--- What you need to do ---
Show every line of the items below that contains the string "orange", copied in full. Case counts, so match only that exact capitalization.

== == ==

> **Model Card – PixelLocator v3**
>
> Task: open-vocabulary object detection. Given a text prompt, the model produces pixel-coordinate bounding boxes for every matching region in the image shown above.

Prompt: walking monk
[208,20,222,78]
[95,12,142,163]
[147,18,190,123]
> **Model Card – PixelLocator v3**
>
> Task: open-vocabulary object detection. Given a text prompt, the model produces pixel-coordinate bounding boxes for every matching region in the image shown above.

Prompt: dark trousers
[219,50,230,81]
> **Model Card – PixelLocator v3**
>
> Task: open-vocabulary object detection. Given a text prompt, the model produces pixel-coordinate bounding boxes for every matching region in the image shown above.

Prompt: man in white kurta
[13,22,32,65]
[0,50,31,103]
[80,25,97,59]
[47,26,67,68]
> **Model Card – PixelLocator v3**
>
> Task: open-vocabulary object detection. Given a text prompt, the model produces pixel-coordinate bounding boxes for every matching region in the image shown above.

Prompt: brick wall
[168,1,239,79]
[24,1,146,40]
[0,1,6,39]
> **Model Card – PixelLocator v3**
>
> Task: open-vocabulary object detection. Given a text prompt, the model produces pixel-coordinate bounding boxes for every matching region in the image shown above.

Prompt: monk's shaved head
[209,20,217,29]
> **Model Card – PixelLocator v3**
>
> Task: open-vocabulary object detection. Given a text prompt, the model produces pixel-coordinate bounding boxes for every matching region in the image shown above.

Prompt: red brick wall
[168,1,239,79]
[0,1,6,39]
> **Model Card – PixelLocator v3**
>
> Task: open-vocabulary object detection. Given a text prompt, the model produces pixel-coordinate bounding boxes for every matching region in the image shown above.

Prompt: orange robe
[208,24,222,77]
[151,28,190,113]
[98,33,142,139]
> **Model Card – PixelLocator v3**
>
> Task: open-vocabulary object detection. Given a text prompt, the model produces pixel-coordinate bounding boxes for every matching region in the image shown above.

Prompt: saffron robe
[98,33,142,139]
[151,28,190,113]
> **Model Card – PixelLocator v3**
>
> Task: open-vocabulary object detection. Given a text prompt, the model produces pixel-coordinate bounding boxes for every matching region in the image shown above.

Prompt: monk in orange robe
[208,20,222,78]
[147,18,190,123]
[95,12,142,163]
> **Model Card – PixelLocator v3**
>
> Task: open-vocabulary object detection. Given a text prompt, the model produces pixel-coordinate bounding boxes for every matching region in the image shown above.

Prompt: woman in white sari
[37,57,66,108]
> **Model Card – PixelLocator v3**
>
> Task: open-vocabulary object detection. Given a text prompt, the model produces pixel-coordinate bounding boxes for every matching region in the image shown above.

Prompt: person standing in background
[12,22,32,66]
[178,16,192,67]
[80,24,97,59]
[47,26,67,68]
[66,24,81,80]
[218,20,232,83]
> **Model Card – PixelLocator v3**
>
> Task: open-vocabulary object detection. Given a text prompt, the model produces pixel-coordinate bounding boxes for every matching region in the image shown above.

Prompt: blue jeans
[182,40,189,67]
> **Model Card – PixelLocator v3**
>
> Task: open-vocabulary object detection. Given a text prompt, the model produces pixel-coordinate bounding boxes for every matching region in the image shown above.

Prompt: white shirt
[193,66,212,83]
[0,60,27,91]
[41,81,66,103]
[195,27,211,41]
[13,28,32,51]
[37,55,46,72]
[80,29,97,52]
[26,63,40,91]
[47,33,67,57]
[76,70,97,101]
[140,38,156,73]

== == ==

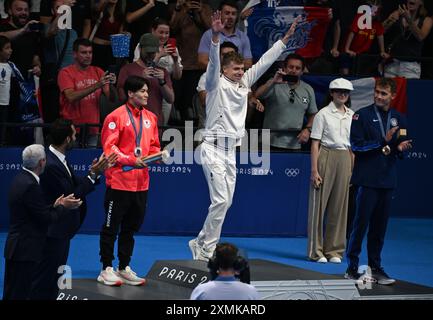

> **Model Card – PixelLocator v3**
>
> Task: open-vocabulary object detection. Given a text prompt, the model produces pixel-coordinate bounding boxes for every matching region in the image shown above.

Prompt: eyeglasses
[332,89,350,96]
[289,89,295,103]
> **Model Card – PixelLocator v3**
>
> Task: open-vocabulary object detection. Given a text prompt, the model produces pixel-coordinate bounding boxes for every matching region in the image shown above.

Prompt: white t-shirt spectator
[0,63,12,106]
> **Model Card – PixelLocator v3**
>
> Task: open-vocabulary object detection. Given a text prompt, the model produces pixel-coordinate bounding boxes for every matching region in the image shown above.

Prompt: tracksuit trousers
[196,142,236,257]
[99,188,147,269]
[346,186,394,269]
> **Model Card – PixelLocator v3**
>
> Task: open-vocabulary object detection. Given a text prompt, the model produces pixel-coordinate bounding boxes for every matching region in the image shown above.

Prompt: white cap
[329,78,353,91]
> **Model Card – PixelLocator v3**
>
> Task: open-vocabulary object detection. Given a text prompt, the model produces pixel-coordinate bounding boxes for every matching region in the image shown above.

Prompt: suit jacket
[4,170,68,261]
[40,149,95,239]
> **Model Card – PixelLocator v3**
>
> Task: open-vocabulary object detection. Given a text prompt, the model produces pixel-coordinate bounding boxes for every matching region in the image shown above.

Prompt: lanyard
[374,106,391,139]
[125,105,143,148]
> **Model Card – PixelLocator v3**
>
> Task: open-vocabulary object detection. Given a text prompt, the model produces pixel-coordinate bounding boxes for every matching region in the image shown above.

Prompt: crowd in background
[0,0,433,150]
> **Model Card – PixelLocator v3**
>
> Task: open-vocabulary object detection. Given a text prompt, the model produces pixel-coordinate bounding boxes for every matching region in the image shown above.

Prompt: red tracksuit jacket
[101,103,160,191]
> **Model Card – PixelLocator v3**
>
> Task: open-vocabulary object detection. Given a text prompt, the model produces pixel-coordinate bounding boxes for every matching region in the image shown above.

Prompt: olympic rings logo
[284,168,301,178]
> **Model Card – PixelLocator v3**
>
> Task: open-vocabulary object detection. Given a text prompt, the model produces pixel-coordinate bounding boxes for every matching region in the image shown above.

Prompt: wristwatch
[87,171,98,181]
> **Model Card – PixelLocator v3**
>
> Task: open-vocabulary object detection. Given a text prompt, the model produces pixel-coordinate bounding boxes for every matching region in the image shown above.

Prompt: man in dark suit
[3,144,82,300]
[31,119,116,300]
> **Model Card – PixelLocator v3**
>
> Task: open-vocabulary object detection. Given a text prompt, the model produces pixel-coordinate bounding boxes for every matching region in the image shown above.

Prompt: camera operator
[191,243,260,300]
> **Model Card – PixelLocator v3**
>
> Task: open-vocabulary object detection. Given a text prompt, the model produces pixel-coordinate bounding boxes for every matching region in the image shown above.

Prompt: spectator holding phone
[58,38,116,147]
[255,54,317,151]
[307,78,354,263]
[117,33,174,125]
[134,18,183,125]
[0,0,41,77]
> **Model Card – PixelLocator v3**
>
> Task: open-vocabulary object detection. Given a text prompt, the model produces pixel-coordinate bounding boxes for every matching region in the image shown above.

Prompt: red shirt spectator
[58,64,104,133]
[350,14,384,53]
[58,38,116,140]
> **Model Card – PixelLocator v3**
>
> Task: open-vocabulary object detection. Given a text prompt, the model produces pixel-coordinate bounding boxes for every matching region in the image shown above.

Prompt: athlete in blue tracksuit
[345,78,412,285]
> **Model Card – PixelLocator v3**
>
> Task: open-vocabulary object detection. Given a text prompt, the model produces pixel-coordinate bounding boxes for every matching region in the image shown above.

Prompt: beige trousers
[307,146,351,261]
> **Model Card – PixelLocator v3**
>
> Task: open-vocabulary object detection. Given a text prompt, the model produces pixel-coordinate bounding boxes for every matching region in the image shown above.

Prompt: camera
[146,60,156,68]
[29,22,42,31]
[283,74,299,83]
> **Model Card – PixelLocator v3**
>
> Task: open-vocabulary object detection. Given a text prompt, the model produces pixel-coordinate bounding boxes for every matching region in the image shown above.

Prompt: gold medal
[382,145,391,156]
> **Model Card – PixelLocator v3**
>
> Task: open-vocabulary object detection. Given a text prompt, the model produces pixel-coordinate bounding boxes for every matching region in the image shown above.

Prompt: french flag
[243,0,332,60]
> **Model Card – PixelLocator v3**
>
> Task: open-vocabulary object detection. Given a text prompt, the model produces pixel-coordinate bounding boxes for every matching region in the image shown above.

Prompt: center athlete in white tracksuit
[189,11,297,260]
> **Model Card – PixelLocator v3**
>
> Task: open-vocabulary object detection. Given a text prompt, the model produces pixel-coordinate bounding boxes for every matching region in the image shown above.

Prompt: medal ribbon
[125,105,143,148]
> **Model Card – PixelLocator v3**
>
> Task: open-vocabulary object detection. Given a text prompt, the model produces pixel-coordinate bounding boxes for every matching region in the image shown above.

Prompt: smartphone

== == ==

--- Right answer ---
Prompt: orange robe
Prompt: monk in orange robe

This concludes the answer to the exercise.